Work to complete:
Word for word, give the material below again, minus any images.

Stored entries
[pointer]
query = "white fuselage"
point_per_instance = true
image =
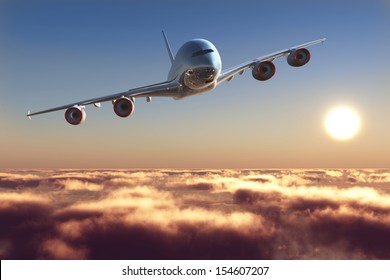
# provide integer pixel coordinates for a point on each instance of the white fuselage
(196, 67)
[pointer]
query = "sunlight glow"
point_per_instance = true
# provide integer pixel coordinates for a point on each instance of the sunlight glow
(342, 123)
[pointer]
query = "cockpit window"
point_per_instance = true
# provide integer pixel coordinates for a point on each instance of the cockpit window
(202, 52)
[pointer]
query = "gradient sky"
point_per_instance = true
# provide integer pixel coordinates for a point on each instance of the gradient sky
(57, 52)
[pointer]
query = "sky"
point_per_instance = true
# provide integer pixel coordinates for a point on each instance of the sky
(195, 214)
(57, 52)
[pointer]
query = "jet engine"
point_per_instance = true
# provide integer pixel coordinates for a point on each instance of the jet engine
(123, 107)
(263, 71)
(75, 115)
(298, 57)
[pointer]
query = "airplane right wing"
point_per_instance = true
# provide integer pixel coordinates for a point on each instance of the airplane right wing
(228, 74)
(123, 101)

Answer in full:
[pointer]
query = "white fuselage"
point_per_instance = true
image =
# provide integer pixel coordinates for a point on each instance of the white fuselage
(196, 67)
[pointer]
query = "sunlight glow"
point_per_instance = true
# provide integer pixel coordinates for a point on each instance of the sunlight glow
(342, 123)
[pointer]
query = "cockpit window"
point_per_instance = true
# provide integer pixel coordinates for a point on each instance of the cockpit window
(202, 52)
[pointer]
query = "gradient sky"
point_per_instance = true
# provide integer pixel coordinates for a point on each instance of the gradient sky
(57, 52)
[pointer]
query = "sky"
point_per_instance = true
# provide integer pixel coordinates for a point on each instance of the sky
(195, 214)
(57, 52)
[pointer]
query = "jet engine"
point_per_instance = true
# provide integer pixel coordinates for a point on each instance of the jet engine
(123, 107)
(263, 71)
(75, 115)
(298, 57)
[pointer]
query = "airplane right wing"
point_per_instance = true
# provide integer pixel coordinates for a point on each instance of the airplane right wing
(228, 74)
(123, 101)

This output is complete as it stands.